=== Given records ===

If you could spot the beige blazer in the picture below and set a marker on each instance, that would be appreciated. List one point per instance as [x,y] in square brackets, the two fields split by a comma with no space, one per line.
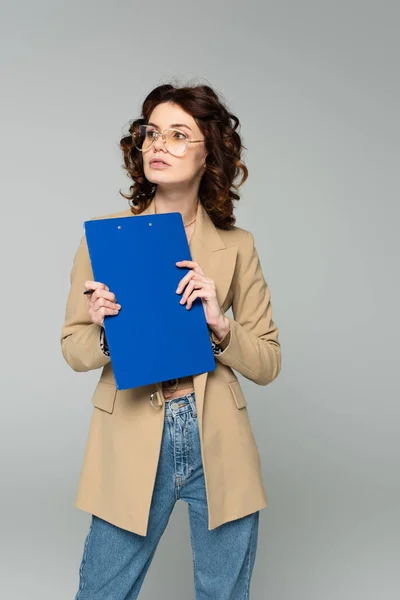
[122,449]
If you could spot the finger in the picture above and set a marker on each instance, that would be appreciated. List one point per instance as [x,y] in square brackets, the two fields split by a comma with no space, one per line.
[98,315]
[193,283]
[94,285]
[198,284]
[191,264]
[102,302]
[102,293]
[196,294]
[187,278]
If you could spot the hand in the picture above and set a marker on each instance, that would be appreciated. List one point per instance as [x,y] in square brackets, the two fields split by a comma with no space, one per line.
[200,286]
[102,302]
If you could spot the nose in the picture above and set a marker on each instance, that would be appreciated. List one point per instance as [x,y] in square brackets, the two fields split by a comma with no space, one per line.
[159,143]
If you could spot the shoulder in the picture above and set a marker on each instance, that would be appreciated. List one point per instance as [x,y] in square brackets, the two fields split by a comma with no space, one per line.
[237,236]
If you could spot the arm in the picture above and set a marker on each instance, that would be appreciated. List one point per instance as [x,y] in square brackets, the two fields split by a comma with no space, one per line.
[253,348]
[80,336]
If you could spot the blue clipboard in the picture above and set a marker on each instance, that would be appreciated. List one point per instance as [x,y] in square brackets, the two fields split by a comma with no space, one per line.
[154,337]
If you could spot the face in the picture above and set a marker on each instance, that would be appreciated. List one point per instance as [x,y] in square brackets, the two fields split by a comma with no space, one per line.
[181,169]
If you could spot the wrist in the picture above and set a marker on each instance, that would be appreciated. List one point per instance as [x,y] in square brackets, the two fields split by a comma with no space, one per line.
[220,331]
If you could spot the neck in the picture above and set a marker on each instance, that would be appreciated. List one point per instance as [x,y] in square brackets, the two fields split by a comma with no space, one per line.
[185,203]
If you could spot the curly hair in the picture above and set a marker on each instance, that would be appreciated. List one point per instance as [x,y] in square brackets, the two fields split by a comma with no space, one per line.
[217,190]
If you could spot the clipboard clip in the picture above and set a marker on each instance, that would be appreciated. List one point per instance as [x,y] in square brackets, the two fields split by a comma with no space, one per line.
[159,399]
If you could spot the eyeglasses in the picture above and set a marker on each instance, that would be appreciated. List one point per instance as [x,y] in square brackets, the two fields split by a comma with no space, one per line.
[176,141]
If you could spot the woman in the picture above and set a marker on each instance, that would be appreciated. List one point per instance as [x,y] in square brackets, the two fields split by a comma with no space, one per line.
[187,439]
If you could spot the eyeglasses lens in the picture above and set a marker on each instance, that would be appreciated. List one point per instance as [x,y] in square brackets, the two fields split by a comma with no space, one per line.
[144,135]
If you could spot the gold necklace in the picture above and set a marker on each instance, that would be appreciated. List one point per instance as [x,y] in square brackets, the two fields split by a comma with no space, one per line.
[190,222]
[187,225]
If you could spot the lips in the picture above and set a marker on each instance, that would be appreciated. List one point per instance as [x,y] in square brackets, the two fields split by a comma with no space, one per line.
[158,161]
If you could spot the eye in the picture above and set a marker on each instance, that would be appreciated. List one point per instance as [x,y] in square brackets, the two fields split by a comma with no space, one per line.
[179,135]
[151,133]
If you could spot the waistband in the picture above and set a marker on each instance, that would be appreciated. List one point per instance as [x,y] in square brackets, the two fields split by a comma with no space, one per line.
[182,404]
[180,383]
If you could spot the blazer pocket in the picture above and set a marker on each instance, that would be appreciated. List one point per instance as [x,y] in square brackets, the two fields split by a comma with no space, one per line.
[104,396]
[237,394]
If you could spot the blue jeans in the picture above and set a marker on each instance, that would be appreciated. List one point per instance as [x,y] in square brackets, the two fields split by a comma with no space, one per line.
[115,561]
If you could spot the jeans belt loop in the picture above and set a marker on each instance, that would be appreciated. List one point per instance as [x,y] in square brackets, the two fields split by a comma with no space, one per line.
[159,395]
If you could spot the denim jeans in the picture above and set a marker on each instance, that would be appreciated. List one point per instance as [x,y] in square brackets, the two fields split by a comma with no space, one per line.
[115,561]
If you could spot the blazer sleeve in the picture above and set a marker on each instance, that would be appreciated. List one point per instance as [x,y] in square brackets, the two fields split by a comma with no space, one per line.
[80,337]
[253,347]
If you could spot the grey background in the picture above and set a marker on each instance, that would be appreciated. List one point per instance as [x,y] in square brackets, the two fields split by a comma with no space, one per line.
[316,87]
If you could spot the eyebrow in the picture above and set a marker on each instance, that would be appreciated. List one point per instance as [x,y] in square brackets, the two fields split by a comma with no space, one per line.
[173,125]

===
=== Given records ===

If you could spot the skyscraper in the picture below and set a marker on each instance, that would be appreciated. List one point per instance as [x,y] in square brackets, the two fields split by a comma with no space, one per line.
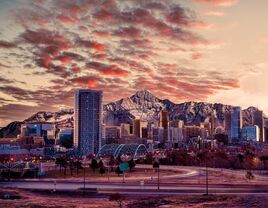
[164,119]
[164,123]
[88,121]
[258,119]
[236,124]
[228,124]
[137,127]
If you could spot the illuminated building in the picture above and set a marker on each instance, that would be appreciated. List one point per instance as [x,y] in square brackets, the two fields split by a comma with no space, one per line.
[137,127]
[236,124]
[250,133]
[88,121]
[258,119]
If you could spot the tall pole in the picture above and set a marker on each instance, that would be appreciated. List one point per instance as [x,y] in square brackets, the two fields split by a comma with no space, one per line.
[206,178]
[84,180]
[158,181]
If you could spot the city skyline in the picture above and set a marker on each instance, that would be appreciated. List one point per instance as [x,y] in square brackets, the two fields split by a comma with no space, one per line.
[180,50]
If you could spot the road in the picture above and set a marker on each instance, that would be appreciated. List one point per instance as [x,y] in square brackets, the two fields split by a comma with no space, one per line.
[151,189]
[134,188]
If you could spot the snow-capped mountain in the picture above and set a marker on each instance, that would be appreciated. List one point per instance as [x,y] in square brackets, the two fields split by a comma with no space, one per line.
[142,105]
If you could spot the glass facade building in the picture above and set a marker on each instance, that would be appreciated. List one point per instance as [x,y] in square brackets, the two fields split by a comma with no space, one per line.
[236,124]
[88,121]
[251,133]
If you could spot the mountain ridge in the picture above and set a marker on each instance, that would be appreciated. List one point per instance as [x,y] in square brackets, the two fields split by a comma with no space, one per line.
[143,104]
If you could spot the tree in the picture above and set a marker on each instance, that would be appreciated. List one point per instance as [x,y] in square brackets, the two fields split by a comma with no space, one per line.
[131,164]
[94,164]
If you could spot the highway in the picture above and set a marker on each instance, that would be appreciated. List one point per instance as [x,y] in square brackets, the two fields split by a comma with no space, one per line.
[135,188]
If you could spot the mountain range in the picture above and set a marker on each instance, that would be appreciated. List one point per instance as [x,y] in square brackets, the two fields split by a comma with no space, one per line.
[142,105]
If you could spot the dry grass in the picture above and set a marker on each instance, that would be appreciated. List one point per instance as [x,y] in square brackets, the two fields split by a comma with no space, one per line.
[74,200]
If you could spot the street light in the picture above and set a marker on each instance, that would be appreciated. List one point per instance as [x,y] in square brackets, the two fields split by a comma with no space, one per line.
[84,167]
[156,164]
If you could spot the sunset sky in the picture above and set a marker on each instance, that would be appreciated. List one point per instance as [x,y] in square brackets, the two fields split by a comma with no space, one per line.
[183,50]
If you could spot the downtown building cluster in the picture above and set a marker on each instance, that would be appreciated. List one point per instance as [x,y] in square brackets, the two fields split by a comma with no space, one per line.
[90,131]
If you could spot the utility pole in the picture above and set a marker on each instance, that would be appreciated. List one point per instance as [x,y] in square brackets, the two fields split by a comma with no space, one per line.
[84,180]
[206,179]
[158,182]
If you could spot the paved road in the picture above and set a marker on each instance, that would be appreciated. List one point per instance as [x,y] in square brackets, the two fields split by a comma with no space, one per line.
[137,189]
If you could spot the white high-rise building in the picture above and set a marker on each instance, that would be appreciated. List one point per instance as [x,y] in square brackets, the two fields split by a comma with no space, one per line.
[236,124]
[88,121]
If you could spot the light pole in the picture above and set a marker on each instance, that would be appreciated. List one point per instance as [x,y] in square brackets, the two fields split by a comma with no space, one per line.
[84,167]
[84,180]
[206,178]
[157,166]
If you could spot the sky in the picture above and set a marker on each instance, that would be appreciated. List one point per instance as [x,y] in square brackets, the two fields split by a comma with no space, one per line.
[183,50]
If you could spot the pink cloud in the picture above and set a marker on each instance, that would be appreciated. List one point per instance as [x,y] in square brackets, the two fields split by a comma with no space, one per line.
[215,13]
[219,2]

===
=== Given records ===

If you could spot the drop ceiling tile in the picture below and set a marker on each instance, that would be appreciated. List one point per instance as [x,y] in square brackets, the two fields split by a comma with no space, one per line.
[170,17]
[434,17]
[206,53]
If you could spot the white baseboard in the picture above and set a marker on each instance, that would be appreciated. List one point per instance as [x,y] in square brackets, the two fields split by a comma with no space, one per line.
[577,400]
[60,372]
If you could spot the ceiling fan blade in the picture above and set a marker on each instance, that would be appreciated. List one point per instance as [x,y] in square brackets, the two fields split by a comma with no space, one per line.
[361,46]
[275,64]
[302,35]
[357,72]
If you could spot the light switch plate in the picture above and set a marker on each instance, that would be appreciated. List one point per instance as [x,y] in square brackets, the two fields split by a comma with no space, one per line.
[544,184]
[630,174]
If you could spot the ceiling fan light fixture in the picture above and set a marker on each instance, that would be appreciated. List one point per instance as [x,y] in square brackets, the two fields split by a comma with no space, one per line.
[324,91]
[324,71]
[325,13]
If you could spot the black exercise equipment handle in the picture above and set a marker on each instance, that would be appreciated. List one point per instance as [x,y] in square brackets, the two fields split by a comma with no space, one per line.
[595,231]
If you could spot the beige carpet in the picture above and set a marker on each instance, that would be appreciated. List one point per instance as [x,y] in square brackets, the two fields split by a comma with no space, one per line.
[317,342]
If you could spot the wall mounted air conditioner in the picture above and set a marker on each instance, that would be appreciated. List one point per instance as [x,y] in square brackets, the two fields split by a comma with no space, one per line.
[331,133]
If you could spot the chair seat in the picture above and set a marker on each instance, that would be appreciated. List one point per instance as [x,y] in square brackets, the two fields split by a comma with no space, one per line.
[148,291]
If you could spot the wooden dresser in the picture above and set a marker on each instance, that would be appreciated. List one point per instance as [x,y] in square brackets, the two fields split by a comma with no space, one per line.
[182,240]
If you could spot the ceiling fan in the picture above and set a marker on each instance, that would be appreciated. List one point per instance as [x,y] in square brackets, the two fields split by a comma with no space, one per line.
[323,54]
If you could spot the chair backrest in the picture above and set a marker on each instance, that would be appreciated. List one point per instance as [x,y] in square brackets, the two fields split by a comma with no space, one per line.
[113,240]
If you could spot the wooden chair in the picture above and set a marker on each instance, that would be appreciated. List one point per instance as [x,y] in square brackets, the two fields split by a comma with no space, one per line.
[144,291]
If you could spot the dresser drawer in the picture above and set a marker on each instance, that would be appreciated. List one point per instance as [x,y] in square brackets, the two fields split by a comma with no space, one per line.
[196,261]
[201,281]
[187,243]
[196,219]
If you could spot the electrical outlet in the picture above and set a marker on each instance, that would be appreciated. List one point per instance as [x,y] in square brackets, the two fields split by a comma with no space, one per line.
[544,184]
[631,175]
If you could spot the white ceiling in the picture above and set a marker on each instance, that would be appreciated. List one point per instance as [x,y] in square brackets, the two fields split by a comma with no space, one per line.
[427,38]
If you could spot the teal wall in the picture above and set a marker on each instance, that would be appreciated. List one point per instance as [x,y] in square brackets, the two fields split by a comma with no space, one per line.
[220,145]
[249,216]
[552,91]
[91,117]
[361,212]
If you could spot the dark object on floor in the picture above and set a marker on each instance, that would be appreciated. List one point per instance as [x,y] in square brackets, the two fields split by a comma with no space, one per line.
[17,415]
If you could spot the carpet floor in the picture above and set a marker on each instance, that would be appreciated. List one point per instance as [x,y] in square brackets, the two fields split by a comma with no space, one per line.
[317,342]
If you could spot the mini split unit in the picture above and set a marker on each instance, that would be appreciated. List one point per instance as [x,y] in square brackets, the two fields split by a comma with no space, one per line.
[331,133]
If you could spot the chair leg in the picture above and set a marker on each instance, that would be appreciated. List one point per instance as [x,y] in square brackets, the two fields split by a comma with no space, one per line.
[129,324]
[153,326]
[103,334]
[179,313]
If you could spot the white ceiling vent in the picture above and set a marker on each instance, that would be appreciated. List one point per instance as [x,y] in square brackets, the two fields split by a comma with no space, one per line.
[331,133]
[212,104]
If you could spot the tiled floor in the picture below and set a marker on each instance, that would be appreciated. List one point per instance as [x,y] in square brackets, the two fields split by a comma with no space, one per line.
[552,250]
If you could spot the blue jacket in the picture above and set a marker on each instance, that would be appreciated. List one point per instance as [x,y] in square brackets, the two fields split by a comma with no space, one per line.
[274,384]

===

*Problem to solve*
List every line in the items above that contains the string "road", copying each one in full. Case counts.

*Problem solution*
If you could spot the road in the picture above and set a marker on each instance, that would be appreciated. List one point per instance as [x,y] in square brackets, the two fields split by a comma with no space, one per line.
If you could spot the paved road in the picture above and set a marker on each instance, that would be appreciated. List one point per instance as [x,y] in square brackets, the two fields split by a comma with no space, one per line.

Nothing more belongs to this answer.